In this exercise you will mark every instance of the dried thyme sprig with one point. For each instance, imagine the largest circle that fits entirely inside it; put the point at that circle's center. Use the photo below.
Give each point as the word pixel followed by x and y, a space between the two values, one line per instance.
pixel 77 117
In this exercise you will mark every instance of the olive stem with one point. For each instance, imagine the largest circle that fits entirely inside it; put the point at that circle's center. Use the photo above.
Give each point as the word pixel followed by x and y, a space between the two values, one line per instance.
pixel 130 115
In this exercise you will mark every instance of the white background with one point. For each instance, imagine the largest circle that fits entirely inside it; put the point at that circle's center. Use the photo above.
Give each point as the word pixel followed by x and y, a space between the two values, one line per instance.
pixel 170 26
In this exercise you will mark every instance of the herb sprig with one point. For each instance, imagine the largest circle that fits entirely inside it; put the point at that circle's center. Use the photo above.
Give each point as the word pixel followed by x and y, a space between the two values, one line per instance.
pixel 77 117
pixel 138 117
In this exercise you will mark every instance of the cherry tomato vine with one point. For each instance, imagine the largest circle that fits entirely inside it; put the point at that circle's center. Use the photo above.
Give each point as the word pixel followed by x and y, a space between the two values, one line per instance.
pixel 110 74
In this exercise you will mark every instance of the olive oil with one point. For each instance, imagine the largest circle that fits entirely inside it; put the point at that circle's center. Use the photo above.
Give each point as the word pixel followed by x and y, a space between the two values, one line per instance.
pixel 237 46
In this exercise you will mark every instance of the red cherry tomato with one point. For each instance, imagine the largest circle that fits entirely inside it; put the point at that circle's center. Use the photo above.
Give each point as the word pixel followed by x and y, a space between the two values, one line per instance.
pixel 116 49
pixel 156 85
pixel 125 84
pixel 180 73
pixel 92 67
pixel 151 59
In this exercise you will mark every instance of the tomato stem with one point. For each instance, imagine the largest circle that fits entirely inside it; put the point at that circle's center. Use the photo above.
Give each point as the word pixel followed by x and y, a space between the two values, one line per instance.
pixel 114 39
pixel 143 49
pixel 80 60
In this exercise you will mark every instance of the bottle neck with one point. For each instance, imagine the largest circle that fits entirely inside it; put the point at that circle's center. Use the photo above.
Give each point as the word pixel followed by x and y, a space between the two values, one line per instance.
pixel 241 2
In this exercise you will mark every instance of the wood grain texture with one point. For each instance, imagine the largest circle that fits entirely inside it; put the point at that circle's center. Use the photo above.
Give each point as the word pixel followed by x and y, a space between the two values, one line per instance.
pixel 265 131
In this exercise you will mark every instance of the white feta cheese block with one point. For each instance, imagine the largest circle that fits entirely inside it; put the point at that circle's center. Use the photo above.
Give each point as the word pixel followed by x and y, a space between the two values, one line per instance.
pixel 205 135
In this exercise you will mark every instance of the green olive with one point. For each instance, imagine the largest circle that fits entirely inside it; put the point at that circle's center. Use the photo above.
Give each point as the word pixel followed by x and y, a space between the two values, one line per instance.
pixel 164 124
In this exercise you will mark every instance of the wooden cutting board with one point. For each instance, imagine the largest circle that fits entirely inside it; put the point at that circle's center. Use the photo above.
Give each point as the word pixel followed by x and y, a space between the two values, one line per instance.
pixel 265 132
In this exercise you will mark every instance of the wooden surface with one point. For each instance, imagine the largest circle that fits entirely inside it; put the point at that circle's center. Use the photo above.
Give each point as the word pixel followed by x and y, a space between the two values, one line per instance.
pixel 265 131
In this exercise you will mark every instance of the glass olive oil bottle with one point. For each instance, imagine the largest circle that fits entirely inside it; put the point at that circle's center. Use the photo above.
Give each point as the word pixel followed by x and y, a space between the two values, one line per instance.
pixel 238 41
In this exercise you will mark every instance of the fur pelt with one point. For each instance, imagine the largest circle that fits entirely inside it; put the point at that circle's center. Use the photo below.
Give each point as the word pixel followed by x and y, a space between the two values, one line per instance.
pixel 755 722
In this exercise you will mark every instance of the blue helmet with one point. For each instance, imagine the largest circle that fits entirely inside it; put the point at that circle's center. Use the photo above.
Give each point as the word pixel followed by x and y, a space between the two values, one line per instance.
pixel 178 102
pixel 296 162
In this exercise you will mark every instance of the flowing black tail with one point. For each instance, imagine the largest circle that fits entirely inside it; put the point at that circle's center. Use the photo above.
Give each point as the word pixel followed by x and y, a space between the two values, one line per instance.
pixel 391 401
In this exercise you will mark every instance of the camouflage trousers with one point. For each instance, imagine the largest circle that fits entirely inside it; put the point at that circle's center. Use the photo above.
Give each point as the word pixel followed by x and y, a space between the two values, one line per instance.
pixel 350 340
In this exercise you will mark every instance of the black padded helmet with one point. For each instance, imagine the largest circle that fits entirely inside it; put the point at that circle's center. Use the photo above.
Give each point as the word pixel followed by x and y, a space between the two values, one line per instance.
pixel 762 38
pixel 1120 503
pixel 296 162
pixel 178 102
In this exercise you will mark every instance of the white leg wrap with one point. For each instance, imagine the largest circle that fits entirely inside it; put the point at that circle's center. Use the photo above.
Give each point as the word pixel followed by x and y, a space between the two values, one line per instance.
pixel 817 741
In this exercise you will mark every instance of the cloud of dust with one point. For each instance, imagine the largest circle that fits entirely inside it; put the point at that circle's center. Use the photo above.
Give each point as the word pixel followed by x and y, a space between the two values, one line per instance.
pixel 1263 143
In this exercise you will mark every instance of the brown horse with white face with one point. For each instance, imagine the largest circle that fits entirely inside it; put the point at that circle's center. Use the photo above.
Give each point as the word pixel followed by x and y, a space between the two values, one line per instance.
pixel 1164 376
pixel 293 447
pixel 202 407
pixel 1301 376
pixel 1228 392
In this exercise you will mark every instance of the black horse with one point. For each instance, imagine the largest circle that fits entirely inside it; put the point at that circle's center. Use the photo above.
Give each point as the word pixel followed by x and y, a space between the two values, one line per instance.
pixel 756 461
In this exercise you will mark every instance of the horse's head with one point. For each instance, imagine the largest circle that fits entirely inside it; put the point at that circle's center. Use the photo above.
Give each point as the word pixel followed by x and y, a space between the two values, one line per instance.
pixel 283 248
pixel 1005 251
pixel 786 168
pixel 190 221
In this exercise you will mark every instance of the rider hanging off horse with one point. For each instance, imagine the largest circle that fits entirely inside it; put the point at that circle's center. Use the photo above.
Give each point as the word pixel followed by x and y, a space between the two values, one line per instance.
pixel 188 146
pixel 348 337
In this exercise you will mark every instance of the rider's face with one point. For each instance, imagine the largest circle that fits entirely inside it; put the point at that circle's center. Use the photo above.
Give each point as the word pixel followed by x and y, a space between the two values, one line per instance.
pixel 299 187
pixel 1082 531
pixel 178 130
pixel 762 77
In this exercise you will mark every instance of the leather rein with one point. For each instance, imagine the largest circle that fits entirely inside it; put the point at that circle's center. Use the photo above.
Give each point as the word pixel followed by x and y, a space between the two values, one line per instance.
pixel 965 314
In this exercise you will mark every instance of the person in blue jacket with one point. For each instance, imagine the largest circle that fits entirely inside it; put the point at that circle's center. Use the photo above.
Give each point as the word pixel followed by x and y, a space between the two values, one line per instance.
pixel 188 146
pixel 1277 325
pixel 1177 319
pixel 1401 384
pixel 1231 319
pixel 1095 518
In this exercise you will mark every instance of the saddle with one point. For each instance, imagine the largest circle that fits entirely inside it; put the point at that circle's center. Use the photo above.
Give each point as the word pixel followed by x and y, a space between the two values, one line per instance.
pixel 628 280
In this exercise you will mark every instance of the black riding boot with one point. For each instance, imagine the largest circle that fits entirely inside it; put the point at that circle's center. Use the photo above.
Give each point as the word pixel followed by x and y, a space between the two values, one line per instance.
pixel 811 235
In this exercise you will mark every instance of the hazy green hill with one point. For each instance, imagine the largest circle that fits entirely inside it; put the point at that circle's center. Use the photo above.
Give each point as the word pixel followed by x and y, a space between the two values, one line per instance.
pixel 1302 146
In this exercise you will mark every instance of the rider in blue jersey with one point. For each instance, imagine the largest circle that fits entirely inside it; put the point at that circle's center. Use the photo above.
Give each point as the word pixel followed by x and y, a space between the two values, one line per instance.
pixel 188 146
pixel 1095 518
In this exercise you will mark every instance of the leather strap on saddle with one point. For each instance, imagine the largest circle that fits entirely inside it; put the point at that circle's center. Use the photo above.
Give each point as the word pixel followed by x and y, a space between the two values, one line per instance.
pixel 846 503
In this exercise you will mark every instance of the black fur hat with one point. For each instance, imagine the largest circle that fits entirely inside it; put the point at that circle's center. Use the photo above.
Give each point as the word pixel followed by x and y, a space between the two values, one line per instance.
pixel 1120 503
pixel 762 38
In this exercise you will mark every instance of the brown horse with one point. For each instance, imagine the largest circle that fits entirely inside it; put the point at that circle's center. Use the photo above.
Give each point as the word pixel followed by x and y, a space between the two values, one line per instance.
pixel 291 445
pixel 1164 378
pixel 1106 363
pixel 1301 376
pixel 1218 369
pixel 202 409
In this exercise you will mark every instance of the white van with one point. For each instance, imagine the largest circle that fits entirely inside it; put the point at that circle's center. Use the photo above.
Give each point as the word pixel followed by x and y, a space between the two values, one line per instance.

*What to work on:* Please list every line of the records that contains "wooden".

*Written solution:*
In this exercise you will mark every instance of the wooden cutting board with one point. For each instance, imagine the largest circle that fits entirely inside it; put the point at that circle's center. Use the photo above.
In this exercise you will mark every instance of the wooden surface with one point. For each instance, imagine the largest circle that fits entirely inside it; put the point at that circle's center. Use the photo above.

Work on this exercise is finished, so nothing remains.